### Data supplied
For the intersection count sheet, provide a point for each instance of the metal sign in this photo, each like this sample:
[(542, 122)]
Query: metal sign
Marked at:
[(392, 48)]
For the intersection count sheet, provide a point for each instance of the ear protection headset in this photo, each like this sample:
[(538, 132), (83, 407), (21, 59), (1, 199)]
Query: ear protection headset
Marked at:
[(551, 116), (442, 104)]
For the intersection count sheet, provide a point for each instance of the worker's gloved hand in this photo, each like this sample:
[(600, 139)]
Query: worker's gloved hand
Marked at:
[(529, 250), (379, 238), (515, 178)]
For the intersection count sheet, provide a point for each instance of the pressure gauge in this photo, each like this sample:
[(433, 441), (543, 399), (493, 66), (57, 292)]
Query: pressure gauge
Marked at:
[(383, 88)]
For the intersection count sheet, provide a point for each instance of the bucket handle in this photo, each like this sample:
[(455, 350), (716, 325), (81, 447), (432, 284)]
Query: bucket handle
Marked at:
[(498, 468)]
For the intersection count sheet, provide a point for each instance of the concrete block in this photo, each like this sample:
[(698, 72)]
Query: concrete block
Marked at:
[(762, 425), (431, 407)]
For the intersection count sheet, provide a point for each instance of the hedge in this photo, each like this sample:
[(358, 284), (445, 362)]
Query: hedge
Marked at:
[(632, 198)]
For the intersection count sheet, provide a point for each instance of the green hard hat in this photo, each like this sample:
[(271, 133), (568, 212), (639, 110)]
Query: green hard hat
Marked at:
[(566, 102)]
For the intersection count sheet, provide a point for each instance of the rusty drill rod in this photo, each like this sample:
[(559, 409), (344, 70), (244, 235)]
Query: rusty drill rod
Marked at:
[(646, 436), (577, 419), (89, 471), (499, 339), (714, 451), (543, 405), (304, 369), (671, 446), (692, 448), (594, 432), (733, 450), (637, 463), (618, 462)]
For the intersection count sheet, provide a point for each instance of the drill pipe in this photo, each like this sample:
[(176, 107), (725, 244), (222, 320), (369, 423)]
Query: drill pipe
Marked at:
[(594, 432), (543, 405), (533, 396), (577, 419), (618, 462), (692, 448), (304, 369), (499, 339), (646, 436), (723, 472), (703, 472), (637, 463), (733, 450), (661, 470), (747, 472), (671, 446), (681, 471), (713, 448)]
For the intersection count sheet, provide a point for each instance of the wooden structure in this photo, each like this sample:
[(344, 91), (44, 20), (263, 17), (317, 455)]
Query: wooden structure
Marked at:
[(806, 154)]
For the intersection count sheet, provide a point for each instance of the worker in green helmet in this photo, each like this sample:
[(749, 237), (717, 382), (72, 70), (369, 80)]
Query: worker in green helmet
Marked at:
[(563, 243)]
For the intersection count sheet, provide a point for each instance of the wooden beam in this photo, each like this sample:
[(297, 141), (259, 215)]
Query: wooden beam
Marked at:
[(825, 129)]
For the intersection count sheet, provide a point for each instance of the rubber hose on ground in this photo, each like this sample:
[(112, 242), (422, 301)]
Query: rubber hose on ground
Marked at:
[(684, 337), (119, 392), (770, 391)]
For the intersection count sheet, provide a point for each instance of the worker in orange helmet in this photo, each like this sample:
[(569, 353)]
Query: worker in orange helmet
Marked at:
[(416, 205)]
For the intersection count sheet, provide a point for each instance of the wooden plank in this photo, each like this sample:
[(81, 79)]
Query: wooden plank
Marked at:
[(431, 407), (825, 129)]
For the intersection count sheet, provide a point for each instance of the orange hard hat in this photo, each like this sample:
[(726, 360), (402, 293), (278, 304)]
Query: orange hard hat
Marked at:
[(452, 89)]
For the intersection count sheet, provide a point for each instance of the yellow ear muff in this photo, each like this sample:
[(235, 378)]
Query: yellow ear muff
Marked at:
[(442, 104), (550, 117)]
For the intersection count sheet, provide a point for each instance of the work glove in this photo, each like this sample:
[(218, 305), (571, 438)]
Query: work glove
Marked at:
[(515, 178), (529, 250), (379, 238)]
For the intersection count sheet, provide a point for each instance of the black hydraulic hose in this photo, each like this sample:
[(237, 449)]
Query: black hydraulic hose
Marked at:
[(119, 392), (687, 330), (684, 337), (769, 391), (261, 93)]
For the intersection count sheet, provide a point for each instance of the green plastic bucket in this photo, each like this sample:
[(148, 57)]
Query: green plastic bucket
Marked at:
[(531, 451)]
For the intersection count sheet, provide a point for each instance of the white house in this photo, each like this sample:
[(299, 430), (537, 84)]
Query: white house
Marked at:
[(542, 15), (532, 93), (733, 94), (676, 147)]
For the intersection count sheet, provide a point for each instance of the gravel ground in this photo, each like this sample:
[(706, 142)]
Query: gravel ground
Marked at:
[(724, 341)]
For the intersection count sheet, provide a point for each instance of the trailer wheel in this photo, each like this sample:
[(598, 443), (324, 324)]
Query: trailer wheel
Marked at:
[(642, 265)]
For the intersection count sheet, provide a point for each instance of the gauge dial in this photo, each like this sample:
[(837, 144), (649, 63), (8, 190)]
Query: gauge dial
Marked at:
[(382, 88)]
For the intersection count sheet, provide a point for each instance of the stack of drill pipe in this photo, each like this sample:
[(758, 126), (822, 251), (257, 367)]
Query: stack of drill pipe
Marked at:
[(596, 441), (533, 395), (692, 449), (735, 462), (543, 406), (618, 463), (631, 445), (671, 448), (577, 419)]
==
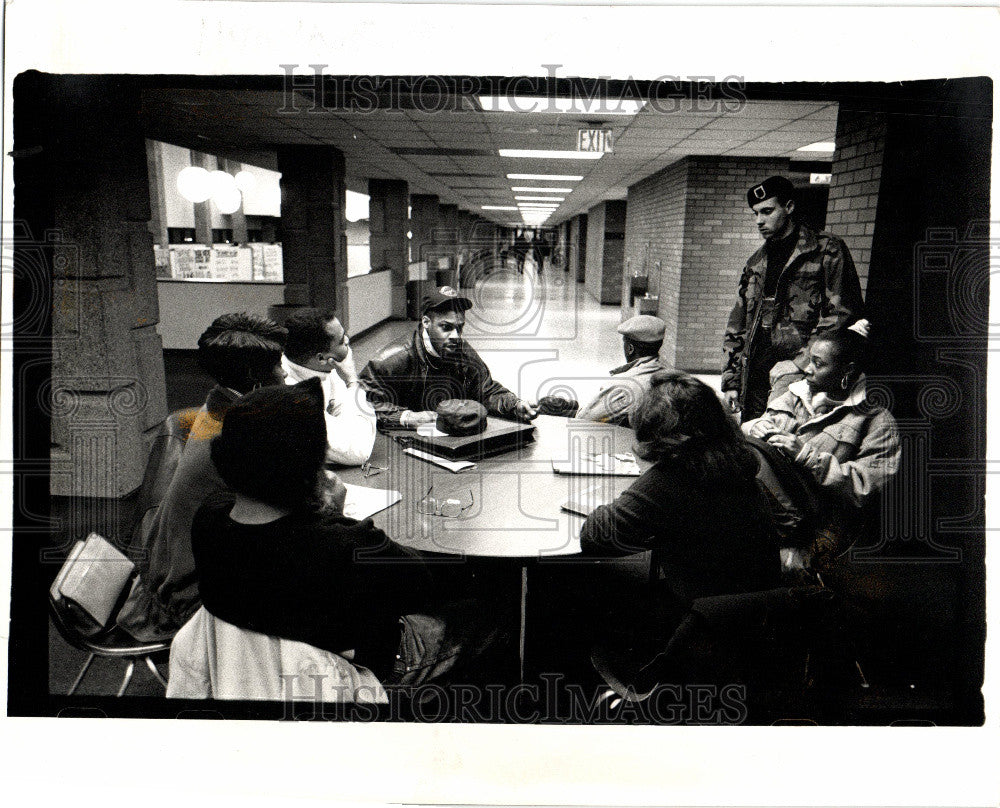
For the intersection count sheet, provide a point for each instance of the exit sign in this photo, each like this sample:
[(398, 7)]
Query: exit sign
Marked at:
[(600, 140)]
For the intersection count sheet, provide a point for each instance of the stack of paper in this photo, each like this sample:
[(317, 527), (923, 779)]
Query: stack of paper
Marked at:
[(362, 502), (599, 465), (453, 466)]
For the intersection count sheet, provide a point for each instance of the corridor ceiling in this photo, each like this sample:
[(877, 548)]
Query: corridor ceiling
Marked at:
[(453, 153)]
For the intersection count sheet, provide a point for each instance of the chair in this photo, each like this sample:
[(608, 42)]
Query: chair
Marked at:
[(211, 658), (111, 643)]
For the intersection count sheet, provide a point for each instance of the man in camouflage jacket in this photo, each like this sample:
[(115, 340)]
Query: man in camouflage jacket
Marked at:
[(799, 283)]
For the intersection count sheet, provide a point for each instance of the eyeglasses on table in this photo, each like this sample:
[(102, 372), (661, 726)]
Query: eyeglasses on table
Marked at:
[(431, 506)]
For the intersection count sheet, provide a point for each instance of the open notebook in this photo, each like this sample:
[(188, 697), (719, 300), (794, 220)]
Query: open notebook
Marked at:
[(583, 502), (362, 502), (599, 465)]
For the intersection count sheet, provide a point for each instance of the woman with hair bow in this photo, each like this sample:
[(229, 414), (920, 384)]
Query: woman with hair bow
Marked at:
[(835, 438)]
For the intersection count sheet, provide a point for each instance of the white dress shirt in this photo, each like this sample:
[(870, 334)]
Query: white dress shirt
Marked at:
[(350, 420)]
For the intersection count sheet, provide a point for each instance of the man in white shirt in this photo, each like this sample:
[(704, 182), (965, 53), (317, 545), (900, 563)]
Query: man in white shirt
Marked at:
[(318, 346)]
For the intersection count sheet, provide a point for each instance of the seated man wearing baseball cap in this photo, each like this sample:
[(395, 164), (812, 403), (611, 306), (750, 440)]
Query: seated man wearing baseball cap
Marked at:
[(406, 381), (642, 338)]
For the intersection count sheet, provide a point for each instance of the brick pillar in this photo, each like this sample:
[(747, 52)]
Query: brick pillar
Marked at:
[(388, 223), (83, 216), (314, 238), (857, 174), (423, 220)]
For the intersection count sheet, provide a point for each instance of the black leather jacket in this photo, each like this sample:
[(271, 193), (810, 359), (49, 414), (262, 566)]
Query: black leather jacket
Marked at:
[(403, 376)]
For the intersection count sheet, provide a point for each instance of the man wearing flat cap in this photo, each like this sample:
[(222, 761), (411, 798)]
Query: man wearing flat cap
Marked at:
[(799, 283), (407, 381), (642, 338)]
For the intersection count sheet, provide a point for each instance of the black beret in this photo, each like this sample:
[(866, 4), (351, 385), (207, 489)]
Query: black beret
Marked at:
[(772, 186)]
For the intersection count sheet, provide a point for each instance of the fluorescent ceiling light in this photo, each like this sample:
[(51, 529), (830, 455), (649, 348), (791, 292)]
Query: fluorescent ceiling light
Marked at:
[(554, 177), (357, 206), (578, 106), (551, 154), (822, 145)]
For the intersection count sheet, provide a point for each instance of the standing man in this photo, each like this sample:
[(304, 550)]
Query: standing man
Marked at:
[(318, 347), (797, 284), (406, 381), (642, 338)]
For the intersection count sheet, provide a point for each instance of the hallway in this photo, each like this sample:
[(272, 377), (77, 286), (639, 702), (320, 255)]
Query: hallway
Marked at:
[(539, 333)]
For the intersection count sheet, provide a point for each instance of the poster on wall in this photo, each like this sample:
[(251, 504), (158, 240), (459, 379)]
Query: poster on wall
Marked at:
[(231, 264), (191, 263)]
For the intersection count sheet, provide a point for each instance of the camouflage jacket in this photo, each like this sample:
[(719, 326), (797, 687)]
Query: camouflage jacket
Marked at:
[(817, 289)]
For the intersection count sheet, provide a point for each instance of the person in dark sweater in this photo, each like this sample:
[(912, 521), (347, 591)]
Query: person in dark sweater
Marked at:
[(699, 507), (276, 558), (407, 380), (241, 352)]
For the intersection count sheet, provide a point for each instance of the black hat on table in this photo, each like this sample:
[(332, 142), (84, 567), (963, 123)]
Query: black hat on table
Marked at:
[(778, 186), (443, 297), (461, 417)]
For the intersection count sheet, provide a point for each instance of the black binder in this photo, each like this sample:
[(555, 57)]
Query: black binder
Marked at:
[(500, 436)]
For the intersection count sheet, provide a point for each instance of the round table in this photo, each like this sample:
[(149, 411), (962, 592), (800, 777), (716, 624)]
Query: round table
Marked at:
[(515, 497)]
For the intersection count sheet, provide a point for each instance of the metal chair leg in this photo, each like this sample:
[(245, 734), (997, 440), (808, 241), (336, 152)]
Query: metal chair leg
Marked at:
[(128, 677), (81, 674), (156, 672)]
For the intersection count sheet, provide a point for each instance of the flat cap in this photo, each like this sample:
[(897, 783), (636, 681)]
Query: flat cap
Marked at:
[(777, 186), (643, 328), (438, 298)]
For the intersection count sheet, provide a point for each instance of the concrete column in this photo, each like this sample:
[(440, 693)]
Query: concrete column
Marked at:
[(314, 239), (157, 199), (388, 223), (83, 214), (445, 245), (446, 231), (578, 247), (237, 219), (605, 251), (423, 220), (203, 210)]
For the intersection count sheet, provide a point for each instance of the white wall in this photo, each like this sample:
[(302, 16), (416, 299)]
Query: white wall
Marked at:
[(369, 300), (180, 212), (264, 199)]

### Your goal
Update the data from the line with "the green plastic" up to and including the line with "[(382, 88)]" by replacing "gravel ground" with "gravel surface" and changing nothing else. Give back only those lines.

### Answer
For the intersection count sheet, provide a point for each instance of the green plastic bucket in this photo, each like this sample:
[(148, 57)]
Query: green plastic bucket
Marked at:
[(531, 451)]
For the intersection count sheet, provide a point for each instance of the white house in this photo, each like this sample:
[(299, 430), (537, 84)]
Query: white house
Marked at:
[(542, 15), (532, 93), (733, 94), (676, 147)]
For the intersection count sheet, provide a point for each instance of the gravel surface in this photo, each like this sample:
[(706, 142)]
Query: gravel surface
Marked at:
[(724, 341)]
For the intersection count sheet, provide a point for each instance of the trailer wheel in this photo, each like this sample:
[(598, 443), (324, 324)]
Query: trailer wheel
Marked at:
[(642, 265)]
For the intersection count sheet, provide a point for each instance of the gauge dial in this photo, each like this sample:
[(837, 144), (649, 63), (8, 190)]
Query: gauge dial
Marked at:
[(382, 88)]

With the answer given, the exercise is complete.